Work required — After reading the data, copy it out in full and exactly.

(Data extracted from a collection)
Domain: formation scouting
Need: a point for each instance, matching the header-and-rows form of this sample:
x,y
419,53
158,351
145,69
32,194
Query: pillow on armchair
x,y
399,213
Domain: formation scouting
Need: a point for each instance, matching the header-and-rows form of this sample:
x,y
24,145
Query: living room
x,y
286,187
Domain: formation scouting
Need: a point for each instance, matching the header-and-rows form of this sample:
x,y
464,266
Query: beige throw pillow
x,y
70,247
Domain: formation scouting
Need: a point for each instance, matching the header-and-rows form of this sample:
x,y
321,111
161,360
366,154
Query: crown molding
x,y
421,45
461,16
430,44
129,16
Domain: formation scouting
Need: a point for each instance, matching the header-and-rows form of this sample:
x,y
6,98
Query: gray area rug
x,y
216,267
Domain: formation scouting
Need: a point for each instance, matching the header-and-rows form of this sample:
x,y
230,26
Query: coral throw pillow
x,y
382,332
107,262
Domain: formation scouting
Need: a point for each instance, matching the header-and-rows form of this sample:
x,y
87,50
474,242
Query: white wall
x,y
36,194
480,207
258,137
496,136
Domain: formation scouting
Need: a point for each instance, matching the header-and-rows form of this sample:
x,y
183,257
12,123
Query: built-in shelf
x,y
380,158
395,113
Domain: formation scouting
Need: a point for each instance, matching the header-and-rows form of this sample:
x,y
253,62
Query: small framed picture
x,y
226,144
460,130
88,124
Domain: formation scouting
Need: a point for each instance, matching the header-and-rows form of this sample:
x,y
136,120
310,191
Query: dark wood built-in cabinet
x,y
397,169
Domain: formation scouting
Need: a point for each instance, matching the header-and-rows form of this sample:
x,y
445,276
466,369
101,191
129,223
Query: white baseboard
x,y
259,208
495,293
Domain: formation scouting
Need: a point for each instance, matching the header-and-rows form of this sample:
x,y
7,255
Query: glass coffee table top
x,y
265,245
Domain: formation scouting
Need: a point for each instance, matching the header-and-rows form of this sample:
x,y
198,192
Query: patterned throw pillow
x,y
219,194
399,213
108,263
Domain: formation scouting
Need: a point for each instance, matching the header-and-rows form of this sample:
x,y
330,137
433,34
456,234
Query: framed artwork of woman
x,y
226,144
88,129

Result —
Domain: formation scouting
Need: a point for each instance, matching the header-and-rows form of this sample:
x,y
419,53
158,351
145,69
32,194
Query: pillow on armchair
x,y
399,213
Domain: formation scouting
Need: a point for each instance, matching the header-and-rows form of this sample:
x,y
24,145
Query: living room
x,y
286,187
Domain: formation scouting
Need: a point for each instance, matching the header-and-rows form of this sample:
x,y
464,266
Query: beige throw pillow
x,y
70,247
Domain: formation scouting
Need: a point for each instance, matching the header-and-rows form of this sample:
x,y
321,111
161,360
366,154
Query: crown molding
x,y
421,45
461,16
430,44
129,16
Domain: formation scouting
Need: a point for each instance, matching the header-and-rows form of this sample:
x,y
6,98
Query: gray area rug
x,y
216,267
Domain: formation scouting
Need: a point for each instance, matching the header-and-rows form of this sample:
x,y
230,26
Query: coral throw pillow
x,y
382,332
107,262
Domain: formation scouting
Need: a point for each instance, matching the header-and-rows form of this sample:
x,y
87,50
474,242
Query: white wall
x,y
36,194
480,207
258,137
496,136
Domain: formation scouting
Need: a point for each instance, matching the header-and-rows form of this sample:
x,y
183,257
12,123
Query: built-in shelf
x,y
380,158
395,113
Domain: formation scouting
Need: a point for each instance, matching the header-and-rows form of this sample:
x,y
253,62
Query: small framed picture
x,y
226,144
460,130
88,124
Domain: formation scouting
Need: a point for each instance, matching the header-and-rows form of this sample:
x,y
136,120
310,191
Query: dark wood built-in cabinet
x,y
397,169
Domain: formation scouting
Need: a point for each instance, matching the header-and-rows form of this sample:
x,y
445,276
466,369
101,191
129,223
Query: white baseboard
x,y
259,208
495,293
Domain: formation scouting
Need: a point for each instance, matching the header-and-rows form of this sample:
x,y
7,255
Query: glass coffee table top
x,y
265,245
Domain: formation scouting
Need: a point for each instance, matching the header-and-rows form of this sample:
x,y
198,192
Query: patterned throw pillow
x,y
219,194
399,213
108,263
Domain: formation scouting
Need: a point for each instance, matching the header-and-rows form of this sample:
x,y
330,137
433,34
456,234
Query: framed artwork of woman
x,y
226,144
88,129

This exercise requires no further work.